▸ **Görev A**
Barınma üzerine yazılmış belgede geçen lira cinsinden bütün tutarları, her birinin neyin karşılığı olduğunu belirterek sıralayın.

Seda Tener

BARINDIRABİLME ÜMİDİ

Seda Tener

Herkesin bir şeyler söylediği, bizlerin de sık sık haberlerini yaptığımız barınma konusunu ele almak istedim. Bazı şeylerin tekrar tekrar konuşulması kabak tadı verir ancak ben biraz bu konuyu içimin sesiyle yorumlamak istedim.
**
Olaya yıllar öncesinden başlayarak girmek istiyorum. 2015 yılında Ankara’da Gazi Üniversitesi Gazetecilik Bölümü’ne kayıt yaptırmıştım. İletişim Fakültesi, AŞTİ’nin (otogarın) karşısında, Ankara’nın en yaşanabilir, en sakin bir o kadar da hareketli mahallesi olan Emek’teydi. Çocukluk arkadaşım ile beraber Ankara’yı kazanmıştık. Ev tutma hayalleri varken o zamanlar minimum kiranın 800 lira olması nedeniyle özel yurtta kalma kararı aldık. Tabi o sırada ben devlet yurduna başvurmamıştım -neyimize güvendiysem- İlk dönem özel bir yurtta kaldım. Bir ranza ve bir baza bulunan üç kişilik odaya 950 lira veriyorduk. Yıl 2015! Baktım ki odamız bir türlü ısınmıyor, yemekler olabildiğince yetersiz ve bu masraf ailemin belini büküyor ikinci dönem devlet yurdu için başvuru yaptım. Şans bu ya, yine aynı mahalledeki kız öğrenci yurdu çıktı. İkinci dönemin başında gittim yurda. 8 kişilik oda. Senden hariç 7 kişi dolanıyor odanın içinde. Alışmam zaman aldı elbet ama o dönem yaşadığım maddi rahatlığı size anlatamam. Devlet yurtlarında her sene başında güvence bedeli alınır. O dönem 195 lira güvence bedelini yatırdıktan sonra 2015-2016 döneminde 140 lira ödeyerek ‘barınabiliyordum’. Ayrıca bunun içinde sınırsız internet, sabah akşam sıcak su, her gün çamaşır suyu ile temizlenen bir oda, yemeklerde yaklaşık 10 farklı çeşit… Tabi o dönemde yarı özel devlet yurtları da vardı. Bir odada maksimum dört kişinin kaldığı, banyonun oda içinde olduğu –biz 2 duşakabini 16 kişi kullanıyorduk- yurtlar vardı. Ama tabi orada kalan arkadaşlarım da yurdun genel olarak çok kalabalık olduğundan, yemek sırasının bitmek tükenmek bilmediğinden şikayet ederdi. Bir çok yurda nazaran çok küçük bir yurtta kalıyordum tabi ben. Ve o dönemler fakültede, o semtte yaşamak için can atan arkadaşlarıma nispet yapar gibi çok uyguna barınıyordum… Her yere ulaşımı çok kolay, meşhur Bahçelievler 7. Cadde’nin dibinde, kampüse yarım saat yürüyerek bile gidebiliyorsun vs. vs.

▸ **Girdi kayıtları**

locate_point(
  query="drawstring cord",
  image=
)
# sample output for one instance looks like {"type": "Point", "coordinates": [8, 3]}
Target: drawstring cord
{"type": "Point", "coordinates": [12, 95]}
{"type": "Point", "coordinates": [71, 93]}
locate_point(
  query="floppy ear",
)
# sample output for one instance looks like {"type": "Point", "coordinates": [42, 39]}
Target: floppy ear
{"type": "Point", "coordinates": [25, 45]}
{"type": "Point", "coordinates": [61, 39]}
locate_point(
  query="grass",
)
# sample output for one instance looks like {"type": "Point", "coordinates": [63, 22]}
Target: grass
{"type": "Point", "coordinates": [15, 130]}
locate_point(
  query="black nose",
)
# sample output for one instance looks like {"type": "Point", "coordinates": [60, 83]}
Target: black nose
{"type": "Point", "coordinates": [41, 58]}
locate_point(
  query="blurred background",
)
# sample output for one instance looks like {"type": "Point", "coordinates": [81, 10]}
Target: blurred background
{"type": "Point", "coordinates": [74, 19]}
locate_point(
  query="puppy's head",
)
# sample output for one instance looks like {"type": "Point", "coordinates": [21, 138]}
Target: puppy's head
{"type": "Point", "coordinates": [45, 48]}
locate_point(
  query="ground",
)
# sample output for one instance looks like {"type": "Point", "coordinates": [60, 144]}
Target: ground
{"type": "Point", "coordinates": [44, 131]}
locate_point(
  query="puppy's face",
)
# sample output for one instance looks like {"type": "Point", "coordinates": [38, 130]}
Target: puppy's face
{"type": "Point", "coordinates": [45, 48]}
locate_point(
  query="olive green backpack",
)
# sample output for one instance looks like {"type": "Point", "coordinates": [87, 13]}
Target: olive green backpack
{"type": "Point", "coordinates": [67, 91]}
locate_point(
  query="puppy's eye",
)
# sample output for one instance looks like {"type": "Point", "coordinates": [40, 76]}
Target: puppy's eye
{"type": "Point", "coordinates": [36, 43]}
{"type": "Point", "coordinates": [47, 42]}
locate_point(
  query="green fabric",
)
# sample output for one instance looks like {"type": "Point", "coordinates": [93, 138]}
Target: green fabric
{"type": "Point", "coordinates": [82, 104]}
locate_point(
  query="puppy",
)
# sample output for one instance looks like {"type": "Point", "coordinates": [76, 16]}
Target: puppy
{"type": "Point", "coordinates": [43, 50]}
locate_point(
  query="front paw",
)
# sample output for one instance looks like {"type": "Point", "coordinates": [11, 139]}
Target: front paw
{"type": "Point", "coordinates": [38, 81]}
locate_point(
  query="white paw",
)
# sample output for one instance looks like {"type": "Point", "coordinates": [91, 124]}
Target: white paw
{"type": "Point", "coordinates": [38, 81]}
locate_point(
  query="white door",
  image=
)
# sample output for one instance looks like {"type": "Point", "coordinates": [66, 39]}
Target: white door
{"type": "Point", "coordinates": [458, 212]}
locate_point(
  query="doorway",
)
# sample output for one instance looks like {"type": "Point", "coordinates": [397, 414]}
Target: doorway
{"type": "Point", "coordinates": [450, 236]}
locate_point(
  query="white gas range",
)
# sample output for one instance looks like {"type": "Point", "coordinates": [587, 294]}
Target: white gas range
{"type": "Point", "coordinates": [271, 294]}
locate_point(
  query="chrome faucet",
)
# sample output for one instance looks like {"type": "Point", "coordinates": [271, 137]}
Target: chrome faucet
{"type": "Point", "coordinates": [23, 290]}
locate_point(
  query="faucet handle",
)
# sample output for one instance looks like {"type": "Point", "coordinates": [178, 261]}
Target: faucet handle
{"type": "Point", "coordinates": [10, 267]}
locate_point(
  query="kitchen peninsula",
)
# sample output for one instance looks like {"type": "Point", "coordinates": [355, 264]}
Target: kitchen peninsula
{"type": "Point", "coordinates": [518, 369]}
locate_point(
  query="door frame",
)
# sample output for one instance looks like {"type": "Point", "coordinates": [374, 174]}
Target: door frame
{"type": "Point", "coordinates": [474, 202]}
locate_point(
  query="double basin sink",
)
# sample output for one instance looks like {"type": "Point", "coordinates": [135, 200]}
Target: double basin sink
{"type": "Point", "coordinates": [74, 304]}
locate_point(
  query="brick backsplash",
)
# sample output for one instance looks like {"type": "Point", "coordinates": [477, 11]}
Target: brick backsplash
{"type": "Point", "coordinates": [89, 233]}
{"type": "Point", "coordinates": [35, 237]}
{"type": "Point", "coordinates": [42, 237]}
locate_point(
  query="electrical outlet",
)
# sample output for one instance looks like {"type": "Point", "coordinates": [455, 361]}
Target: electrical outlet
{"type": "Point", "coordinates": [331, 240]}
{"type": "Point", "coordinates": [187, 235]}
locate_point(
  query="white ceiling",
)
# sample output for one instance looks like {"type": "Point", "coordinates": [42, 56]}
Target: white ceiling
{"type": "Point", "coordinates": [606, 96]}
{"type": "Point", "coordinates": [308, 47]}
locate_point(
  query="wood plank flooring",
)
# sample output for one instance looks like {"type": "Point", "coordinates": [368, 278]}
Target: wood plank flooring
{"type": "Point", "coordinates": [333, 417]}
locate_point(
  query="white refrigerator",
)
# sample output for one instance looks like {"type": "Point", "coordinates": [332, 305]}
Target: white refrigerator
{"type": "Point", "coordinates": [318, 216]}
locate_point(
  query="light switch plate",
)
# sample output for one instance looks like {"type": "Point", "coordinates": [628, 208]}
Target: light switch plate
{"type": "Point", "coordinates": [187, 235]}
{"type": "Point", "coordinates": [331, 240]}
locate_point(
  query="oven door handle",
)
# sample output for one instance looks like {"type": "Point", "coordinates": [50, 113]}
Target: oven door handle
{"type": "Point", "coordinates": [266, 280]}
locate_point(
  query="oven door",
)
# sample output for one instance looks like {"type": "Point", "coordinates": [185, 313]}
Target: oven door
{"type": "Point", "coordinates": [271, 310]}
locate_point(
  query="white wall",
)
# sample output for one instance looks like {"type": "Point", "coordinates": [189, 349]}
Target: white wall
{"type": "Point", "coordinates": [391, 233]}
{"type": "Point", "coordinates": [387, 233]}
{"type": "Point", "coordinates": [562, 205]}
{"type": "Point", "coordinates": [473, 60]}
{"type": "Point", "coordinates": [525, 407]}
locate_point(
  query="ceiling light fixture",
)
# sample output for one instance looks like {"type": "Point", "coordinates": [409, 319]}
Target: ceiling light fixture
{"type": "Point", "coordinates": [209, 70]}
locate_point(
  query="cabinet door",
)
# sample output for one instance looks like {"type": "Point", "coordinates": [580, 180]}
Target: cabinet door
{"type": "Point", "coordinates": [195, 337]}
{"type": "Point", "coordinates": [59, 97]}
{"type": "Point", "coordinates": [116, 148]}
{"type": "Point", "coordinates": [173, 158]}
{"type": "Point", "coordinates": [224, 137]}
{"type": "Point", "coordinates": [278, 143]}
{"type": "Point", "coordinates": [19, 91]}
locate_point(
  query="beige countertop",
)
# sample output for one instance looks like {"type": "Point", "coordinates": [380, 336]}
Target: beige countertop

▸ **Görev B**
Kayıtlarda "wood" dizesinin geçtiği her satırı gösterin.

▸ **Çözüm A**
- 800 lira: O zamanki minimum kira
- 950 lira: Özel yurttaki üç kişilik oda için ödenen ücret
- 195 lira: Devlet yurdunda yatırılan güvence bedeli
- 140 lira: 2015-2016 döneminde devlet yurdunda barınmak için ödenen ücret

▸ **Çözüm B**
  query="wood plank flooring",
Target: wood plank flooring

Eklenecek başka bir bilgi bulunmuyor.